• **TASK REQUIREMENTS**
**a)** Decide whether each statement below agrees with the article on the Nirvana Unplugged exhibition. Answer yes or no for each, quoting the words from the article that settle it.
(i) The exhibition will be the first time Cobain's guitar from the show has been seen in the UK.
(ii) Peter Freeman sold the guitar to the Royal College of Music Museum.
(iii) The guitar that held the auction record before Freeman's purchase was a Fender Stratocaster used by David Gilmour.
**b)** Name every person the article on the Nirvana Unplugged exhibition mentions by name.

• **SOURCE EXCERPT**
···

“We hadn’t rehearsed. We weren’t used to playing acoustic. Even the people from MTV thought it was horrible”: A new Nirvana Unplugged exhibition features not only Kurt Cobain’s $6 million Martin D-18E but also his green cardigan
Find out more about their legendary MTV gig and get up close with one of the world’s most famous… cardigans

One of the most famous acoustic guitars in rock history – Kurt Cobain’s Martin D-18E – will soon go on show at the Royal College of Music Museum in London as part of a landmark exhibition exploring Nirvana’s groundbreaking MTV Unplugged performance.
The Kurt Cobain Unplugged exhibition will be the first time that Cobain’s guitar from the show has been seen in the UK.
The guitar is currently in the ownership of Peter Freeman, the Australian founder of RØDE Microphones and owner of the Opal monitor brand, who has loaned the guitar to the museum especially for this show. Freeman paid $6.01 million for the guitar in 2020, his purchase becoming the most expensive guitar ever sold at auction, beating the previous record holder, a Fender Stratocaster used by Pink Floyd guitarist David Gilmour which fetched almost $4m in June 2019.

···

• **RECORD EXCERPTS**
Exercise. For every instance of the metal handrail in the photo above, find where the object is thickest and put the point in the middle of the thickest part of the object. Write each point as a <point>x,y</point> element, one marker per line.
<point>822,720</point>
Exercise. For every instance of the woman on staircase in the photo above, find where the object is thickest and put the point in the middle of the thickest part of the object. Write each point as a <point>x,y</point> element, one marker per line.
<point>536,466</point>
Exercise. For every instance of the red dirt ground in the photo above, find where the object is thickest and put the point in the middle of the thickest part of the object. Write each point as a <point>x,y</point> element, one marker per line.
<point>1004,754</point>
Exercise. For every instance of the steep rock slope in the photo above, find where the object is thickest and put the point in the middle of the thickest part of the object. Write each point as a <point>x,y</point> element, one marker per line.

···

• **REPLIES**
**a)**
(i) Yes: "The Kurt Cobain Unplugged exhibition will be the first time that Cobain’s guitar from the show has been seen in the UK."
(ii) No: "who has loaned the guitar to the museum especially for this show"
(iii) Yes: "beating the previous record holder, a Fender Stratocaster used by Pink Floyd guitarist David Gilmour"

**b)** Kurt Cobain, Peter Freeman, David Gilmour